### PROBLEM
Repeat every one of the records below word for word, keeping each line in its original order.

### RECORDED INFORMATION
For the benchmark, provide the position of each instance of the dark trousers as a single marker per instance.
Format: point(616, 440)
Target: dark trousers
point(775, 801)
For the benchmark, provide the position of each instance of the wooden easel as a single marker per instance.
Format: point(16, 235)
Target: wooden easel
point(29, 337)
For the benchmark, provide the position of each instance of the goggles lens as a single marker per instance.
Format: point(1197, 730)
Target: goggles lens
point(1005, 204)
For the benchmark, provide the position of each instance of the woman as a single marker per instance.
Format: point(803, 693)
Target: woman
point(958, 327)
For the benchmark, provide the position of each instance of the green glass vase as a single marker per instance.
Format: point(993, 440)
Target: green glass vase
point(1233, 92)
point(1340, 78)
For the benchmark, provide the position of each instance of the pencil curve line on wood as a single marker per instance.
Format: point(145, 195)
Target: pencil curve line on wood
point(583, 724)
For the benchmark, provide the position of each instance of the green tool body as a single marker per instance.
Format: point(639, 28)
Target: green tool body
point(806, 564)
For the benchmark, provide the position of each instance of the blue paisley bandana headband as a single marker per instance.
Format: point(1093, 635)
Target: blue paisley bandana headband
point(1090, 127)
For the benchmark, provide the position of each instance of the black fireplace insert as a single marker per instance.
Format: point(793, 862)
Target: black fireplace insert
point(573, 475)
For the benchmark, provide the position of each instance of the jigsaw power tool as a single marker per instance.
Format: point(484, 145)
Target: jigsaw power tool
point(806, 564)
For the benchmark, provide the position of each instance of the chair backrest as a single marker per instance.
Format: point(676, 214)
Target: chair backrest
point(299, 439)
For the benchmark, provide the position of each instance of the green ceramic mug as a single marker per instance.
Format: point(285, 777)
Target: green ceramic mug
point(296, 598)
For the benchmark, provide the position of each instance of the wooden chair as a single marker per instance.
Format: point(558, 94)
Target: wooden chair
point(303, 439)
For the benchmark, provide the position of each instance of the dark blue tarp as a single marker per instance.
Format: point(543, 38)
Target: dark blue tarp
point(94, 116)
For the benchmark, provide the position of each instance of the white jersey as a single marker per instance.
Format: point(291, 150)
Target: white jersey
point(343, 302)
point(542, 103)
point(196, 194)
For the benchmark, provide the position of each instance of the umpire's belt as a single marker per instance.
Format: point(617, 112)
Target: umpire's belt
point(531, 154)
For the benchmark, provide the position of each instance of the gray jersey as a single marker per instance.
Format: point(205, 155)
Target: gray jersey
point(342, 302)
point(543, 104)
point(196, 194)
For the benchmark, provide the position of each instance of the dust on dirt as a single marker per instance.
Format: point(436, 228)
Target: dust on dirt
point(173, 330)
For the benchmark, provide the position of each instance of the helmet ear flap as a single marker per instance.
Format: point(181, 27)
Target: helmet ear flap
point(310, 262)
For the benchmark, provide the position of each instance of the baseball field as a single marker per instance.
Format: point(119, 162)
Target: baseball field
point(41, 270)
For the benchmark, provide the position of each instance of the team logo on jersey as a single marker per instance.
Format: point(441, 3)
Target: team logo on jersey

### THE ANSWER
For the benchmark, provide the position of each instance of the dark trousers as a single marker per instance.
Format: point(616, 440)
Target: dark trousers
point(775, 801)
For the benchmark, provide the position of each instance of the wooden easel as a single marker per instance.
Format: point(16, 235)
Target: wooden easel
point(29, 337)
For the benchmark, provide the position of each instance of the goggles lens as a single marker per instance.
Format: point(1197, 730)
Target: goggles lens
point(1005, 204)
For the benchmark, provide the position of each instance of the woman as a single marker per instance.
Format: point(803, 693)
Target: woman
point(958, 327)
For the benchmark, provide the position of each instance of the green glass vase as a single marker per instance.
Format: point(993, 440)
Target: green glass vase
point(1233, 92)
point(1340, 78)
For the benchmark, provide the position of each instance of the pencil curve line on wood as a single marker per instance.
Format: point(145, 195)
Target: pencil curve line on wood
point(583, 724)
For the benchmark, provide the position of each instance of the green tool body as a single marker per instance.
Format: point(639, 28)
Target: green tool body
point(806, 564)
For the benchmark, provide the position of each instance of the blue paisley bandana headband as a single marker per instance.
Format: point(1093, 635)
Target: blue paisley bandana headband
point(1090, 127)
For the benchmark, provide the position of each instance of the black fireplace insert as a single marker per instance.
Format: point(793, 862)
Target: black fireplace insert
point(573, 475)
For the benchmark, provide the position of each instance of the jigsaw power tool as a single marker per instance.
Format: point(484, 145)
Target: jigsaw power tool
point(806, 564)
For the benchmark, provide the position of each instance of the chair backrest as a single marker per instance.
Format: point(676, 214)
Target: chair backrest
point(299, 439)
For the benchmark, provide the position of each instance of the green ceramic mug as a single marker per instance.
Format: point(285, 777)
Target: green ceramic mug
point(296, 598)
For the benchmark, provide the position of each instance of the wooden chair as a single marker per instance.
Format: point(558, 94)
Target: wooden chair
point(303, 439)
For the benchmark, provide the position of each instance of the dark blue tarp as a single marker per instance.
Format: point(543, 38)
Target: dark blue tarp
point(94, 116)
For the benchmark, provide the position of each instance of the white jersey as a single marker per instance.
Format: point(291, 150)
Target: white jersey
point(343, 302)
point(542, 103)
point(196, 194)
For the benchmark, provide the position of each instance of the umpire's belt as a single marker per instance.
Format: point(617, 112)
Target: umpire's belt
point(531, 154)
For the benchmark, provide the position of each instance of the gray jersey as a single marker per instance.
Format: point(205, 155)
Target: gray jersey
point(342, 302)
point(543, 104)
point(196, 194)
For the benchmark, provide the position of each instance of the dust on dirt as a single marker per instance.
Format: point(436, 228)
Target: dust on dirt
point(173, 330)
For the benchmark, provide the position of each instance of the helmet ear flap as a single marker per instance.
Format: point(181, 27)
Target: helmet ear flap
point(310, 262)
For the benchmark, provide the position of each instance of the baseball field as a single marker per instance.
Format: point(119, 162)
Target: baseball field
point(41, 270)
For the benchmark, provide the position of each instance of the team logo on jersey as a single marker per instance.
Format: point(441, 3)
Target: team logo on jersey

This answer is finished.